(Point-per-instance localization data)
+++
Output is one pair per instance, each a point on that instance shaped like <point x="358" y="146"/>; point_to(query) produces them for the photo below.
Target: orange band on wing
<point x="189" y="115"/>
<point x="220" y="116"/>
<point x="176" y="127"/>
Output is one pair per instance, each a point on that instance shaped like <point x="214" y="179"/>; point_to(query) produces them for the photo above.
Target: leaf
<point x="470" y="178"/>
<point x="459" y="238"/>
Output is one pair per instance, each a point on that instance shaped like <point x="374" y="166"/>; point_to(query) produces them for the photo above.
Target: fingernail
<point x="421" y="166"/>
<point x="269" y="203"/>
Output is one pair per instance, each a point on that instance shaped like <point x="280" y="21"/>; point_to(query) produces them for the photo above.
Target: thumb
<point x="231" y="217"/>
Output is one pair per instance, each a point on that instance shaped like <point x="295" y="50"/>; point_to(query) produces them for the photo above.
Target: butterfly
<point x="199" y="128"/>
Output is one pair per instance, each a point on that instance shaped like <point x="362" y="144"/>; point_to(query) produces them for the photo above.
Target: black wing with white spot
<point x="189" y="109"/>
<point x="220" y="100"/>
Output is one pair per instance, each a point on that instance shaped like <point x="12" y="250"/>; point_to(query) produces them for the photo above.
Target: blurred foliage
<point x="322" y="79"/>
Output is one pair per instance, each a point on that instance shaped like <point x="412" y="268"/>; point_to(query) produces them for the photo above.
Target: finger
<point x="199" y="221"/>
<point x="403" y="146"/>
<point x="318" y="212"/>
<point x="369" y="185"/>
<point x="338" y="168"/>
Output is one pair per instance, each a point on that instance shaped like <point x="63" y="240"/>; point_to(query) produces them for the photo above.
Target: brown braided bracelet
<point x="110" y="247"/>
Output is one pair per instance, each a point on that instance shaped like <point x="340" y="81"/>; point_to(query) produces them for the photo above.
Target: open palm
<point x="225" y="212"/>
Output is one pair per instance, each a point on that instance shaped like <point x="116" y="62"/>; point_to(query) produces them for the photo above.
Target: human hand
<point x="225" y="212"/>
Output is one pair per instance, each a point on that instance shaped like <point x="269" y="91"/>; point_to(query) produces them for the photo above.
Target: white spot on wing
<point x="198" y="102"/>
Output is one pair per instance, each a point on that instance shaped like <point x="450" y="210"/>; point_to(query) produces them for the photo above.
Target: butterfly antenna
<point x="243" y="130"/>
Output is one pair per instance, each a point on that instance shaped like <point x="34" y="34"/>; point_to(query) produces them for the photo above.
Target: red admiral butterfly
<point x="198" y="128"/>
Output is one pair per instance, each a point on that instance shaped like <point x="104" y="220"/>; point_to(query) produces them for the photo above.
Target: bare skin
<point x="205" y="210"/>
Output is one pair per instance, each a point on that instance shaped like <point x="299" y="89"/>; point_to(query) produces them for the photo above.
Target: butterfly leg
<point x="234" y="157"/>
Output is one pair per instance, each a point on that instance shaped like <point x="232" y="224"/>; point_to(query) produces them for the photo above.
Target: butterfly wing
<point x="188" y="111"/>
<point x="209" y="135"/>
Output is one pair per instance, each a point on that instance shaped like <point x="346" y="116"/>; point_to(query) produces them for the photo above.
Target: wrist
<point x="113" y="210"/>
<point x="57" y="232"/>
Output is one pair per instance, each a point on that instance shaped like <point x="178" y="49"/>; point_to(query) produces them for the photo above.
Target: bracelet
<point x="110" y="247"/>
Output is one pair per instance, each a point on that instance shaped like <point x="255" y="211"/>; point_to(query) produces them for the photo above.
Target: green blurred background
+++
Problem
Starting at the top of the records, copy every line exactly.

Output for this task
Output is one pair per instance, each a point on that instance shaped like <point x="358" y="146"/>; point_to(query) produces them for the photo below.
Target: orange band on wing
<point x="189" y="115"/>
<point x="220" y="116"/>
<point x="176" y="127"/>
Output is one pair per instance, each a point on that instance shaped like <point x="214" y="179"/>; point_to(query) produces them for the photo above.
Target: leaf
<point x="470" y="178"/>
<point x="459" y="238"/>
Output is one pair per instance, each a point on that instance shaped like <point x="374" y="166"/>; point_to(query) produces them for the photo above.
Target: fingernail
<point x="421" y="166"/>
<point x="269" y="203"/>
Output is one pair per instance, each a point on that instance shaped like <point x="280" y="21"/>; point_to(query) produces them for the photo above.
Target: thumb
<point x="231" y="217"/>
Output is one pair per instance, each a point on that instance shaped like <point x="295" y="50"/>; point_to(query) produces them for the photo above.
Target: butterfly
<point x="199" y="128"/>
Output is one pair per instance, each a point on that instance shaped like <point x="362" y="144"/>; point_to(query) produces them for the photo above.
Target: black wing with white spot
<point x="189" y="109"/>
<point x="220" y="100"/>
Output is one pair per instance, each a point on that instance shaped like <point x="12" y="250"/>; point_to(query) produces them for the photo above.
Target: blurred foliage
<point x="322" y="79"/>
Output is one pair per instance, each a point on that instance shaped like <point x="412" y="268"/>; point_to(query) produces them for the photo above.
Target: finger
<point x="199" y="221"/>
<point x="403" y="146"/>
<point x="318" y="212"/>
<point x="369" y="185"/>
<point x="338" y="168"/>
Output is one pair per instance, each a point on that instance shaped like <point x="63" y="240"/>; point_to(query) produces them for the photo above.
Target: brown braided bracelet
<point x="110" y="247"/>
Output is one pair per instance, each a point on that instance shaped like <point x="340" y="81"/>; point_to(query) produces them for the photo above.
Target: open palm
<point x="225" y="212"/>
Output is one pair per instance, each a point on that instance shaped like <point x="116" y="62"/>; point_to(query) produces them for the photo above.
Target: human hand
<point x="225" y="212"/>
Output is one pair per instance, each a point on that instance shaped like <point x="269" y="91"/>; point_to(query) produces them for the photo above.
Target: white spot on wing
<point x="198" y="102"/>
Output is one pair per instance, each a point on that instance shaped like <point x="450" y="210"/>; point_to(query) produces them for the photo above.
Target: butterfly antenna
<point x="243" y="130"/>
Output is one pair per instance, each a point on that instance shaped like <point x="34" y="34"/>; point_to(query) produces them for the photo above.
Target: red admiral butterfly
<point x="198" y="128"/>
Output is one pair per instance, each a point on that instance shaped like <point x="104" y="220"/>; point_to(query) produces them for the photo above.
Target: bare skin
<point x="205" y="210"/>
Output is one pair per instance, each a point on that instance shaped like <point x="299" y="89"/>; point_to(query) produces them for the photo above.
Target: butterfly leg
<point x="234" y="157"/>
Output is one pair per instance, each a point on that instance shaped like <point x="232" y="224"/>; point_to(query) produces them for the photo above.
Target: butterfly wing
<point x="188" y="111"/>
<point x="209" y="135"/>
Output is one pair per instance, each a point on that instance shaped like <point x="346" y="116"/>; point_to(query) produces them for the photo above.
Target: wrist
<point x="113" y="210"/>
<point x="57" y="232"/>
Output is one pair per instance, each a point on that instance shaped like <point x="178" y="49"/>; point_to(query) produces them for the photo above.
Target: bracelet
<point x="110" y="247"/>
Output is one pair per instance, each a point on that instance shaped like <point x="255" y="211"/>; point_to(query) produces them for the photo above.
Target: green blurred background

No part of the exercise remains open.